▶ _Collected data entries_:
▼
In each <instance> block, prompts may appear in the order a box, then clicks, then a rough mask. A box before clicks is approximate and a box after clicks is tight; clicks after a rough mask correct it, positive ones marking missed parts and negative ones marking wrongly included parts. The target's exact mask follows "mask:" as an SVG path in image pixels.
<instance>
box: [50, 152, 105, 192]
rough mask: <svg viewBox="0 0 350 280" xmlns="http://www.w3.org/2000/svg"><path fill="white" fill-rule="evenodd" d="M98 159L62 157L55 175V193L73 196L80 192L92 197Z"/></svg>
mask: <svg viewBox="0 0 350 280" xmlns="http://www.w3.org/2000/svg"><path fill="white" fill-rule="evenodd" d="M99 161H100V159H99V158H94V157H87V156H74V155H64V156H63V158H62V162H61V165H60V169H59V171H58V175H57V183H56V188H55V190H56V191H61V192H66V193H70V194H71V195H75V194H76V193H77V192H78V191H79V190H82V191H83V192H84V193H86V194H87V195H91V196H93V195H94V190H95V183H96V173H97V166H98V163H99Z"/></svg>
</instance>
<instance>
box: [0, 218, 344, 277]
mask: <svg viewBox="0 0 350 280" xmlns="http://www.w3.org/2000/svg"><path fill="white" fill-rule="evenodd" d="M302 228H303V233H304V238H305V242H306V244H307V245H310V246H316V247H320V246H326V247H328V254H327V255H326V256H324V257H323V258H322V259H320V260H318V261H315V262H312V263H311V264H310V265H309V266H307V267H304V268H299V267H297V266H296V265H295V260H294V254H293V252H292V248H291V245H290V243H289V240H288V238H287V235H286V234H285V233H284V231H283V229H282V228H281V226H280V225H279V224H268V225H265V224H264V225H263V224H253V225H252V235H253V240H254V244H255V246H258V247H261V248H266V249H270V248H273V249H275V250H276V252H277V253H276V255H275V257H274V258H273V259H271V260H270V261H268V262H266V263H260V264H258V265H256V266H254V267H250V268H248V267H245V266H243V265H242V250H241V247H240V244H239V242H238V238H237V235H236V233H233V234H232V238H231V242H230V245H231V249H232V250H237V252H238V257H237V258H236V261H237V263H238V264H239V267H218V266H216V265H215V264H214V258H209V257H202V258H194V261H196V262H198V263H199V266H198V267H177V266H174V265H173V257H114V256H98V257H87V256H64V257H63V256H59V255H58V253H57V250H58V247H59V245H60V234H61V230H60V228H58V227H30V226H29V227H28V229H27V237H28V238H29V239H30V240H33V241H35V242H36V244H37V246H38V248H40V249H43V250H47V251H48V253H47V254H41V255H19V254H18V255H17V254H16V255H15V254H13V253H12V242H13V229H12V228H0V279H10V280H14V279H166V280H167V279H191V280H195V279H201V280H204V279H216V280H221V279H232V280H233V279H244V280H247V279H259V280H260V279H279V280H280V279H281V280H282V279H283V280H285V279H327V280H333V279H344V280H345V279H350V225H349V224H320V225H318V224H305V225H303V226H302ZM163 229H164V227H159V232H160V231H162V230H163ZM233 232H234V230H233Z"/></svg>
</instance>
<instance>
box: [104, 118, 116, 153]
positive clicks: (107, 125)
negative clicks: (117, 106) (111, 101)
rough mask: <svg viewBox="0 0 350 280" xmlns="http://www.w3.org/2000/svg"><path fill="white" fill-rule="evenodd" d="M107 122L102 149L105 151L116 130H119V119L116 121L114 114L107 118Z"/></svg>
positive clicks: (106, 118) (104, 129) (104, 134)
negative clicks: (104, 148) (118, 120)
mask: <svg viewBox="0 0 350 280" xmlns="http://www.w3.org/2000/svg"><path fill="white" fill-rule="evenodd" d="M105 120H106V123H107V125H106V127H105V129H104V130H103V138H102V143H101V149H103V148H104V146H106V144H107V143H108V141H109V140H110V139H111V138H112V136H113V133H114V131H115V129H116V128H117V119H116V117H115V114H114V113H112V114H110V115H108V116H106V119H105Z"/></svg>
▲
▶ _TASK REQUIREMENTS_: Produce an exact transcription of the lines from the one containing "negative clicks: (117, 106) (111, 101)" through the end of the records, both included, and no other lines.

▶ _RESPONSE TO THIS EXERCISE_:
negative clicks: (117, 106) (111, 101)
rough mask: <svg viewBox="0 0 350 280" xmlns="http://www.w3.org/2000/svg"><path fill="white" fill-rule="evenodd" d="M107 122L102 149L105 151L116 130H119V119L116 121L114 114L107 118Z"/></svg>
positive clicks: (106, 118) (104, 129) (104, 134)
negative clicks: (104, 148) (118, 120)
mask: <svg viewBox="0 0 350 280" xmlns="http://www.w3.org/2000/svg"><path fill="white" fill-rule="evenodd" d="M105 120H106V123H107V125H106V127H105V129H104V130H103V138H102V143H101V149H103V148H104V146H106V144H107V143H108V141H109V140H110V139H111V138H112V136H113V133H114V131H115V129H116V128H117V119H116V117H115V114H114V113H112V114H110V115H108V116H106V119H105Z"/></svg>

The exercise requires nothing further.